Segment Start: Data shown
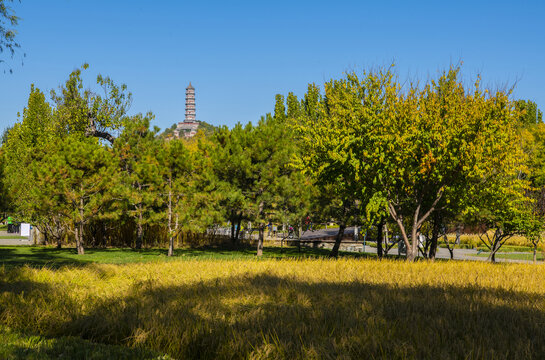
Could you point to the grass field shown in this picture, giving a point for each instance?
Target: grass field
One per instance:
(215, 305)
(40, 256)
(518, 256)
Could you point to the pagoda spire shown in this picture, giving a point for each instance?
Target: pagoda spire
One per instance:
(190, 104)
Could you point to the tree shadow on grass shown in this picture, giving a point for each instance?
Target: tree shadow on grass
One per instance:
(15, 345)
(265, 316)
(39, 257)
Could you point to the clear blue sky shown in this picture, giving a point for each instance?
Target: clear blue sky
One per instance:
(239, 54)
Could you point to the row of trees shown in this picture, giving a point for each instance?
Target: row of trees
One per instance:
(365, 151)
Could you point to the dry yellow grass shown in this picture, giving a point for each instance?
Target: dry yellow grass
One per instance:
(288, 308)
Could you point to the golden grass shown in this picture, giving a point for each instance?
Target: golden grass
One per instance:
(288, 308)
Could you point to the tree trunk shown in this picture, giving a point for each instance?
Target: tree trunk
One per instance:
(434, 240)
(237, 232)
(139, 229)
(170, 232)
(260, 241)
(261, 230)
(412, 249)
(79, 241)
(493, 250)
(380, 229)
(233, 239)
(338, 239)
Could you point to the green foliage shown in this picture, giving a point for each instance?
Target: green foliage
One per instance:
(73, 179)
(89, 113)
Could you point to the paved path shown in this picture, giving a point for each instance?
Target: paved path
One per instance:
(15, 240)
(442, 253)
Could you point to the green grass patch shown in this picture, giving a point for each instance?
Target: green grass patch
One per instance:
Segment End: Data shown
Segment Start: Data shown
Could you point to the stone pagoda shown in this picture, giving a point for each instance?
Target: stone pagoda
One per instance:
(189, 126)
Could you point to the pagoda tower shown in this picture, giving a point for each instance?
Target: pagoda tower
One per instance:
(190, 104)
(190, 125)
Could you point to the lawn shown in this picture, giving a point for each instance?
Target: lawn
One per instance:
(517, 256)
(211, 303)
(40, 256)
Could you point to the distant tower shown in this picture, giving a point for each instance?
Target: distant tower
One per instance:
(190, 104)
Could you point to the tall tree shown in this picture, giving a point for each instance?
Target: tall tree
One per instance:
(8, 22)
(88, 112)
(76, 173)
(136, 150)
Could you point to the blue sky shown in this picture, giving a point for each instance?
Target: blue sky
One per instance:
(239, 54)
Segment End: Data shown
■ Work instruction ■
There is a run of lines above from the one with "Could you point to the tree shadow" to the one with "Could you point to the dry"; print exactly that run, both ends included, and nothing else.

■ Answer ■
Could you point to the tree shadow on grass shown in this picture, giving a point for each instance?
Target: tree shadow on grass
One per instance:
(15, 345)
(265, 316)
(39, 257)
Could you point to the clear blue sky shown in this picture, giving a point for each instance?
Target: clear blue sky
One per instance:
(239, 54)
Could you point to the row of trees shown in this picture, giving a point for each instance?
Target: row of trees
One per instance:
(365, 151)
Could you point to the dry yellow grass shown in this picture, giving a point for each instance?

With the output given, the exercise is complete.